Do this:
Pull out every line in the rows below that contains the string "item". Matching is case-sensitive.

Data to process:
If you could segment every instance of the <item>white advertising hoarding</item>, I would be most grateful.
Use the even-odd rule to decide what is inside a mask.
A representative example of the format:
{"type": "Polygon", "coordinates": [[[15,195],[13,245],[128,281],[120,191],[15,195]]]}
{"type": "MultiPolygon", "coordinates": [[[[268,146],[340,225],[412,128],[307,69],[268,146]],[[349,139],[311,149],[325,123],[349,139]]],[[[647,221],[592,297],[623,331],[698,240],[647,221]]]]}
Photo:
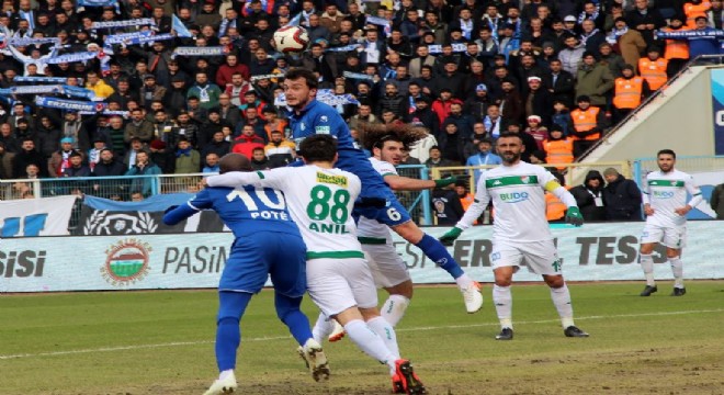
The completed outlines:
{"type": "MultiPolygon", "coordinates": [[[[563,272],[569,281],[643,280],[637,264],[638,235],[644,223],[556,226],[563,272]]],[[[724,222],[690,222],[683,252],[687,279],[724,279],[724,222]]],[[[426,228],[441,236],[448,228],[426,228]]],[[[493,281],[491,227],[467,229],[450,248],[475,280],[493,281]]],[[[233,235],[180,234],[144,236],[35,237],[0,240],[0,292],[148,290],[215,287],[230,251],[233,235]]],[[[452,279],[423,258],[417,247],[395,238],[416,283],[450,283],[452,279]]],[[[670,279],[663,250],[654,261],[656,275],[670,279]]],[[[540,281],[525,269],[517,281],[540,281]]]]}

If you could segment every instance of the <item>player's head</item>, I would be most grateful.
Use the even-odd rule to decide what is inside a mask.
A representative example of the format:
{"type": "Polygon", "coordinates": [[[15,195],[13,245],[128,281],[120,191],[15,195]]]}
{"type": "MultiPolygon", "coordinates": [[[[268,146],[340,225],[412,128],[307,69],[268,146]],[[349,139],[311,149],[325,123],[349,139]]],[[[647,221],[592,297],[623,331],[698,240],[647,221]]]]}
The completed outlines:
{"type": "Polygon", "coordinates": [[[314,135],[299,144],[299,156],[305,163],[337,161],[337,139],[330,135],[314,135]]]}
{"type": "Polygon", "coordinates": [[[220,174],[229,171],[251,171],[249,158],[241,154],[226,154],[218,161],[218,172],[220,174]]]}
{"type": "Polygon", "coordinates": [[[395,134],[386,134],[382,136],[372,146],[372,155],[380,160],[391,162],[394,166],[399,165],[403,160],[405,144],[395,134]]]}
{"type": "Polygon", "coordinates": [[[674,170],[676,163],[676,153],[671,149],[661,149],[656,154],[656,162],[658,168],[664,172],[674,170]]]}
{"type": "Polygon", "coordinates": [[[498,155],[506,165],[516,165],[520,160],[520,154],[525,150],[523,140],[518,133],[504,132],[496,143],[498,155]]]}
{"type": "Polygon", "coordinates": [[[282,86],[286,104],[294,110],[302,110],[317,95],[318,79],[309,70],[295,68],[286,72],[282,86]]]}

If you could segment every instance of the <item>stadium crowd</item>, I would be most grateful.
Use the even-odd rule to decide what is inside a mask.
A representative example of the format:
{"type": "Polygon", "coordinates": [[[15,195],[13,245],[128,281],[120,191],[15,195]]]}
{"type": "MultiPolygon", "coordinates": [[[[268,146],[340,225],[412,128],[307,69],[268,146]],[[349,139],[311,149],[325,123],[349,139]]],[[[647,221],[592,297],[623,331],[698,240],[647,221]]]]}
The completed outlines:
{"type": "Polygon", "coordinates": [[[229,151],[285,166],[291,67],[342,98],[353,133],[428,126],[405,163],[497,165],[505,131],[523,160],[567,163],[717,54],[721,29],[717,0],[4,0],[0,179],[215,172],[229,151]],[[302,55],[272,45],[290,24],[308,31],[302,55]],[[78,97],[101,106],[53,101],[78,97]]]}

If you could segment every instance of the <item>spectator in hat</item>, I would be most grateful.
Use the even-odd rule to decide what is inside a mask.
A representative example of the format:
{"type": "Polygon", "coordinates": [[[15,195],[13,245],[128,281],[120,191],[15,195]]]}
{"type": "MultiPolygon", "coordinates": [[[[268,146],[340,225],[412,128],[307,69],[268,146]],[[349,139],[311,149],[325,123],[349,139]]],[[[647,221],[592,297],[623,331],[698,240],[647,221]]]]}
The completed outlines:
{"type": "Polygon", "coordinates": [[[638,75],[646,80],[652,91],[658,90],[668,80],[669,61],[660,55],[661,49],[651,45],[646,50],[646,57],[638,59],[638,75]]]}
{"type": "Polygon", "coordinates": [[[613,89],[613,76],[606,65],[596,60],[593,53],[586,52],[582,59],[576,78],[576,94],[589,97],[592,105],[606,106],[613,89]]]}

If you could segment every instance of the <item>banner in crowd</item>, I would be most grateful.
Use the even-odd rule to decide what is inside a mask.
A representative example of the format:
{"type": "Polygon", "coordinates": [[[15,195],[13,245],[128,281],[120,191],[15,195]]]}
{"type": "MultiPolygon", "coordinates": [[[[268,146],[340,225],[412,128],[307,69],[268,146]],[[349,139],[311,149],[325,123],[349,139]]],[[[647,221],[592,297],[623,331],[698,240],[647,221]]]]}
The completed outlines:
{"type": "Polygon", "coordinates": [[[163,224],[163,212],[185,204],[193,194],[152,195],[140,202],[117,202],[87,195],[73,235],[149,235],[194,232],[223,232],[224,223],[213,211],[201,213],[177,224],[163,224]]]}
{"type": "Polygon", "coordinates": [[[714,155],[724,155],[724,69],[712,69],[714,106],[714,155]]]}
{"type": "MultiPolygon", "coordinates": [[[[721,233],[721,224],[689,224],[683,255],[686,279],[724,279],[720,258],[724,246],[712,237],[721,233]]],[[[643,284],[637,263],[643,226],[644,223],[615,223],[554,228],[566,280],[635,280],[643,284]]],[[[439,237],[448,228],[426,230],[439,237]]],[[[491,230],[491,226],[467,229],[450,248],[473,279],[488,283],[493,281],[491,230]]],[[[0,248],[0,292],[215,287],[233,241],[230,233],[5,239],[0,248]]],[[[453,282],[417,247],[397,236],[394,242],[415,283],[453,282]]],[[[666,252],[657,249],[654,261],[656,278],[671,280],[666,252]]],[[[541,281],[540,275],[524,267],[514,278],[541,281]]]]}
{"type": "MultiPolygon", "coordinates": [[[[0,238],[67,235],[76,199],[58,196],[0,201],[0,238]]],[[[0,250],[4,249],[3,240],[0,240],[0,250]]]]}

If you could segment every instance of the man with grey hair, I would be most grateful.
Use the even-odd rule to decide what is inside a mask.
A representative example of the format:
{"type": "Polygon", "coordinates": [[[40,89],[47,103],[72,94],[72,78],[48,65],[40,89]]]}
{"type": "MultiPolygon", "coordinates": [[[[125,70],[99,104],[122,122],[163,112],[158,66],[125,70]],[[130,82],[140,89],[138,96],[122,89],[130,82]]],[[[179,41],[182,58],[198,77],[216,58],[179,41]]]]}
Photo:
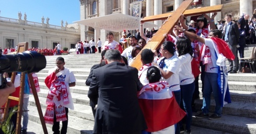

Worked answer:
If you could segment every instance of the <item>white advertising hoarding</item>, I would be most grateful.
If you could segment every instance of the <item>player's head</item>, I would be most grateful.
If you could segment every instance of the <item>stadium crowd</item>, I would be most grateful.
If you could segment every instance of the <item>spectator in hat</item>, I would be most grateful.
If you could segment every instance of the <item>banner in crowd</item>, I would be most grateful.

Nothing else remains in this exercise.